▼
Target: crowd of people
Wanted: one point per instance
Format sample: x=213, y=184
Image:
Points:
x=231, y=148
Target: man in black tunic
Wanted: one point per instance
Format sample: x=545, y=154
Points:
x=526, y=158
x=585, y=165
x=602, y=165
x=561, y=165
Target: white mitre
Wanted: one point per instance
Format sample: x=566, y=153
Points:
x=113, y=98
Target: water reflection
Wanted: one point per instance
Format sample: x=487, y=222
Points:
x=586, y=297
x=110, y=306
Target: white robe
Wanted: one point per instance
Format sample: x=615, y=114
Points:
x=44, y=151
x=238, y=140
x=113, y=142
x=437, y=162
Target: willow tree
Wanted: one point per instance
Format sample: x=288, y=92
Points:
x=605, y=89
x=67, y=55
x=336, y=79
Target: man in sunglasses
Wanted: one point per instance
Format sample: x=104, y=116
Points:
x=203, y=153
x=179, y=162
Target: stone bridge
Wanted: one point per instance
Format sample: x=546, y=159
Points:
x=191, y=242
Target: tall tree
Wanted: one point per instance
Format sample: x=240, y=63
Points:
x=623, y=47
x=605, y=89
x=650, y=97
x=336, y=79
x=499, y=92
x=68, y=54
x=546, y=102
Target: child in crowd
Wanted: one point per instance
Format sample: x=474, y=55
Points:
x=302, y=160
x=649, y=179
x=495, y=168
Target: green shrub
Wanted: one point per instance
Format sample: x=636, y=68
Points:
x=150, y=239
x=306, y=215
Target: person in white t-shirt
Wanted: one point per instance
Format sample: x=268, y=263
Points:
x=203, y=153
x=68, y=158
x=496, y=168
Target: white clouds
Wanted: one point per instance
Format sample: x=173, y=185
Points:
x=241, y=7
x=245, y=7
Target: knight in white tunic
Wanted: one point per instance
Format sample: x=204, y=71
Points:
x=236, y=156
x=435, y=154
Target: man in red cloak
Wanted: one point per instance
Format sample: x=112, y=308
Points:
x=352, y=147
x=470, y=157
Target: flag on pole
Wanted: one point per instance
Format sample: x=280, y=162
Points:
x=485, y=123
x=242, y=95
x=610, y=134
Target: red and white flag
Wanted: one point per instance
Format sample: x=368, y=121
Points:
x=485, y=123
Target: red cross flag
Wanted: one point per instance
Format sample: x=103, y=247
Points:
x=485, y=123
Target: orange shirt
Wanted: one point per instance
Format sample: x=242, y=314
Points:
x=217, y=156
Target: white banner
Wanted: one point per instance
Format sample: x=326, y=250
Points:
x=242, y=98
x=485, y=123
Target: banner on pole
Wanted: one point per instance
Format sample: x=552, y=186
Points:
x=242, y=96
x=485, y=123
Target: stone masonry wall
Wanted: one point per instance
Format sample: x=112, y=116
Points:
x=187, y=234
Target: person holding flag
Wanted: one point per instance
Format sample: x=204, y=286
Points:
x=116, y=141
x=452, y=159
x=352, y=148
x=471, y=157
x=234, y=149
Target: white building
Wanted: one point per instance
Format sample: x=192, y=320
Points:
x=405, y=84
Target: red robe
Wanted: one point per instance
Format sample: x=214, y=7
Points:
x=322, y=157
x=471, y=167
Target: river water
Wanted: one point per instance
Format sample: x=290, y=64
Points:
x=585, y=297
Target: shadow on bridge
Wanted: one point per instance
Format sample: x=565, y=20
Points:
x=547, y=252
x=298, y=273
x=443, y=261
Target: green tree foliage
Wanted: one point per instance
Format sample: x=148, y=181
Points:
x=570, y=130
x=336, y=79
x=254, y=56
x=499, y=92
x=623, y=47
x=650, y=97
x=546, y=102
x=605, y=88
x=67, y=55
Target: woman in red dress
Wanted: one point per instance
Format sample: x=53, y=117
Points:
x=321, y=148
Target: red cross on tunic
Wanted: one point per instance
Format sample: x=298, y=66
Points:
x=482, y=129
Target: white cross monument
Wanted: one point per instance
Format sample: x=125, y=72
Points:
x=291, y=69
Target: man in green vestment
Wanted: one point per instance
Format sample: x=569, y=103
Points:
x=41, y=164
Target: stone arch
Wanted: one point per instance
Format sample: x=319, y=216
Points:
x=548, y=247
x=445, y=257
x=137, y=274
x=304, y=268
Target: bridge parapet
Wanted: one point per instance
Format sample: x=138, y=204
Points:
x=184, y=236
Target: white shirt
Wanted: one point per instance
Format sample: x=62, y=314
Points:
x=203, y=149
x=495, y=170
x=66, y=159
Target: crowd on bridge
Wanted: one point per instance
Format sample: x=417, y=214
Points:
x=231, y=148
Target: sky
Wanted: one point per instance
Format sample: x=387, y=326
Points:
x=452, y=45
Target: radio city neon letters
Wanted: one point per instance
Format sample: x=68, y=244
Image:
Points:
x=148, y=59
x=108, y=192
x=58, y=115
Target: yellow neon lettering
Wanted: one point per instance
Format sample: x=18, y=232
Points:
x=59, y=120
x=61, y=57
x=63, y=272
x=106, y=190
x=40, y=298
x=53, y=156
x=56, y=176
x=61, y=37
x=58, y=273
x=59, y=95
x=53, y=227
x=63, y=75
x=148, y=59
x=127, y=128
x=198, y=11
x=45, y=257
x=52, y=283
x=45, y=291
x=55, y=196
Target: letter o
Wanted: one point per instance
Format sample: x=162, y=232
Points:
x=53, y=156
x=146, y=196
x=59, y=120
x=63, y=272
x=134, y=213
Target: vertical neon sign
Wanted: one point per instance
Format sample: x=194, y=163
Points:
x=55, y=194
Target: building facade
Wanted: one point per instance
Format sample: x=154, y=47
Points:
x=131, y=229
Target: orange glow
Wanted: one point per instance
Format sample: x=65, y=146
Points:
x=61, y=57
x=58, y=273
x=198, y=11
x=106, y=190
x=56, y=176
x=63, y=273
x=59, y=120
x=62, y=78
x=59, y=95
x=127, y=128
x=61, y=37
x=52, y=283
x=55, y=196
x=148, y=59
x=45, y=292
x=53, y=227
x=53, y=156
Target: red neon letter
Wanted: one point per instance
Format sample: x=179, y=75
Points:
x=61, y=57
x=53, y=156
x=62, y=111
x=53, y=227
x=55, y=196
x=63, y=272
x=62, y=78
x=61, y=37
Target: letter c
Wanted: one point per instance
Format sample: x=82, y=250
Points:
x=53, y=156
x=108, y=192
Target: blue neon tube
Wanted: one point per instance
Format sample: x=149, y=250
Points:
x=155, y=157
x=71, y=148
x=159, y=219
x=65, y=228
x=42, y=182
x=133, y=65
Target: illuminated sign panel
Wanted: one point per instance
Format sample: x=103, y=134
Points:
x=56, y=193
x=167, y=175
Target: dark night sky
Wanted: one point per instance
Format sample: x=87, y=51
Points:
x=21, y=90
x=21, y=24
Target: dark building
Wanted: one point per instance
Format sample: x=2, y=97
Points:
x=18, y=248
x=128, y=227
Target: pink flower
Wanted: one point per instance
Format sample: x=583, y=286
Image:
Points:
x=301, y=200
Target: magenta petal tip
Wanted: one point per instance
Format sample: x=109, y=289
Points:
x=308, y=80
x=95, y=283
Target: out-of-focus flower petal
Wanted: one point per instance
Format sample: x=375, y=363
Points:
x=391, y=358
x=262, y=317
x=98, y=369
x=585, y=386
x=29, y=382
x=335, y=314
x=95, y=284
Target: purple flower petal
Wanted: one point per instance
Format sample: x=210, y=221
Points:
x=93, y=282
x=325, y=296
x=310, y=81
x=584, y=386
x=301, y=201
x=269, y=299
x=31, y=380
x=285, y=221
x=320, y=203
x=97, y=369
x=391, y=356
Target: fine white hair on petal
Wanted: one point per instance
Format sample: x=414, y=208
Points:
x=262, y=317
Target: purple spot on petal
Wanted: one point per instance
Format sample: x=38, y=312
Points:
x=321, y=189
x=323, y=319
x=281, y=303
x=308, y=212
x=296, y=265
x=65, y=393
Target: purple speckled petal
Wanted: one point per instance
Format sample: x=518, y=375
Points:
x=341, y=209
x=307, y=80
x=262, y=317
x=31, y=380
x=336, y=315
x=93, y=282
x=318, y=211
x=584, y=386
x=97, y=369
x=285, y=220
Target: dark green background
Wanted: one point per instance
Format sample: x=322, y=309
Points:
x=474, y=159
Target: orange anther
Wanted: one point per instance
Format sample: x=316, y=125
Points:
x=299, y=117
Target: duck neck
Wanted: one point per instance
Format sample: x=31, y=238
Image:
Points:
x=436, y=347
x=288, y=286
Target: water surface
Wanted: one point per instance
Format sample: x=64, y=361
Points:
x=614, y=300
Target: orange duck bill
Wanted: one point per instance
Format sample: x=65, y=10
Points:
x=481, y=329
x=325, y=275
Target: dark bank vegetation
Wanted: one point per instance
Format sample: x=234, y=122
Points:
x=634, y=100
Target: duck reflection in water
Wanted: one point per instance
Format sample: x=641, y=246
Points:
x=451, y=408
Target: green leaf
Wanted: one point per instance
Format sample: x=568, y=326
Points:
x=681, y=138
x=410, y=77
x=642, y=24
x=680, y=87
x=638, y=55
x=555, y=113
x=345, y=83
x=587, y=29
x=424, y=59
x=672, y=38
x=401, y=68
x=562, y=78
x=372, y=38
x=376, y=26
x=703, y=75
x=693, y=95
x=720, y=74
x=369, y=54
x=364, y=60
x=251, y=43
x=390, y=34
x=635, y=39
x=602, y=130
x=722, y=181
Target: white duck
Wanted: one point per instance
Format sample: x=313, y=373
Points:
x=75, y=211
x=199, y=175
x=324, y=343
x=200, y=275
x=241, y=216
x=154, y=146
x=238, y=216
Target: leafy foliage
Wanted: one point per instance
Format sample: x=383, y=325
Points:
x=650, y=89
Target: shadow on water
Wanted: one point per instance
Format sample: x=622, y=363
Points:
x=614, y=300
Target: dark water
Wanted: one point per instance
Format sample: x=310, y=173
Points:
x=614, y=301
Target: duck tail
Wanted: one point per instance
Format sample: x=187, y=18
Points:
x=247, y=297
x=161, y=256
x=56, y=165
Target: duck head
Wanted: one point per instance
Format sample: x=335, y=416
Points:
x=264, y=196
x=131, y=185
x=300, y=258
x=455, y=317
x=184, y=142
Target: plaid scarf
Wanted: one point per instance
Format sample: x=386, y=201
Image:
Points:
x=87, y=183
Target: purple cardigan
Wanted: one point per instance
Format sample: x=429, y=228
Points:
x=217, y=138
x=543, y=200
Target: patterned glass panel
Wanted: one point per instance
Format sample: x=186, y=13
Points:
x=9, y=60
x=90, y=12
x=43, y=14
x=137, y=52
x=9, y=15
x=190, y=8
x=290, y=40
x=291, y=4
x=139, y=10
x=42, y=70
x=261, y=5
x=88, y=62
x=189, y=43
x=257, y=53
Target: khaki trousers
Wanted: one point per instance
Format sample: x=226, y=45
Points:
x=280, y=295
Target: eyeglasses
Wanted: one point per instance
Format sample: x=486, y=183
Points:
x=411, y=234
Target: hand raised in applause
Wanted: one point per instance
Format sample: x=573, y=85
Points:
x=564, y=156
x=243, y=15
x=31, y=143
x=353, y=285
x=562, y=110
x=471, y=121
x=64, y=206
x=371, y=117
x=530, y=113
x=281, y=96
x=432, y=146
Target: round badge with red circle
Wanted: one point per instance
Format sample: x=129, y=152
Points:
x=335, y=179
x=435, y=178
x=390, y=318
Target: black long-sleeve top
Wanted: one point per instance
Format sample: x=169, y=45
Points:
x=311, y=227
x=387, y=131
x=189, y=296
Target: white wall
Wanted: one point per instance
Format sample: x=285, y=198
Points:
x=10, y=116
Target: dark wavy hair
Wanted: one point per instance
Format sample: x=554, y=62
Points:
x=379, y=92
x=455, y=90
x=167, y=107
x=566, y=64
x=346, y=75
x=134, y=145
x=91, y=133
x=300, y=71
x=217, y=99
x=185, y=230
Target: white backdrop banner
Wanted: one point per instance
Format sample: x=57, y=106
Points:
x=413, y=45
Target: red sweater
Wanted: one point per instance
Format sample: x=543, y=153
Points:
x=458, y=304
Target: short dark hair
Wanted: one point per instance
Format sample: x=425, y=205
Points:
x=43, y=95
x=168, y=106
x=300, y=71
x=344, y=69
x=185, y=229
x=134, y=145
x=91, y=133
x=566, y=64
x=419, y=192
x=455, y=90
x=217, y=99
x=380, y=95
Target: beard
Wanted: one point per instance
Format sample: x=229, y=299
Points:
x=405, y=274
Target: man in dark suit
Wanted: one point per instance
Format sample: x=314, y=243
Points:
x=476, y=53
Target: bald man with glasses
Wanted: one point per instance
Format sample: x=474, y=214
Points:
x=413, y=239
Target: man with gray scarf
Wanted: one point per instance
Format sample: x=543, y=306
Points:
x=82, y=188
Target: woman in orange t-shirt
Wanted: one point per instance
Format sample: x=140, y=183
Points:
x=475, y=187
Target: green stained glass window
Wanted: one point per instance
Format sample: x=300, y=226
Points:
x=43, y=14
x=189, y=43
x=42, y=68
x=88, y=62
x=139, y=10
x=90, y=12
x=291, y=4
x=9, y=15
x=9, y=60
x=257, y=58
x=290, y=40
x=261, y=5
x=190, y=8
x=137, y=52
▲
§ **GIVEN TASK**:
Reproduce the final stretch of the data above: every line from the one holding "Target: white wall" through the end, inclusive, exactly as written and nothing else.

§ **SOLUTION TO THIS EXERCISE**:
Target: white wall
Wanted: one point per instance
Format sample: x=285, y=198
Points:
x=10, y=116
Target: dark wavy hair
Wanted: one point per instance
Format sample: x=554, y=62
Points:
x=379, y=92
x=455, y=90
x=167, y=107
x=566, y=64
x=346, y=75
x=134, y=145
x=91, y=133
x=300, y=71
x=217, y=99
x=185, y=230
Target: white backdrop banner
Wanted: one point per instance
Format sample: x=57, y=106
Points:
x=413, y=45
Target: red sweater
Wanted: one point per instance
Format sample: x=543, y=153
Points:
x=458, y=304
Target: short dark hair
Wanted: one point per instance
Format sample: x=425, y=205
Points:
x=43, y=95
x=168, y=106
x=300, y=71
x=344, y=69
x=185, y=229
x=134, y=145
x=91, y=133
x=566, y=64
x=419, y=192
x=455, y=90
x=217, y=99
x=380, y=95
Target: beard
Wanted: one point per instance
Format sample: x=229, y=299
Points:
x=405, y=274
Target: man in dark suit
Wanted: one point per instance
Format sample: x=314, y=243
Points:
x=476, y=53
Target: bald man with glasses
Wanted: one point per instance
Format sample: x=474, y=214
Points:
x=413, y=239
Target: man with gray scarf
Wanted: one point per instance
Format sample: x=543, y=306
Points:
x=82, y=188
Target: woman in orange t-shirt
Wanted: one point per instance
Format sample: x=140, y=183
Points:
x=475, y=187
Target: green stained glass window
Wanted: one point per instance
Format sample: x=300, y=226
Points:
x=43, y=14
x=189, y=43
x=42, y=68
x=88, y=62
x=139, y=10
x=90, y=12
x=291, y=4
x=9, y=15
x=9, y=60
x=257, y=58
x=290, y=40
x=261, y=5
x=190, y=8
x=137, y=52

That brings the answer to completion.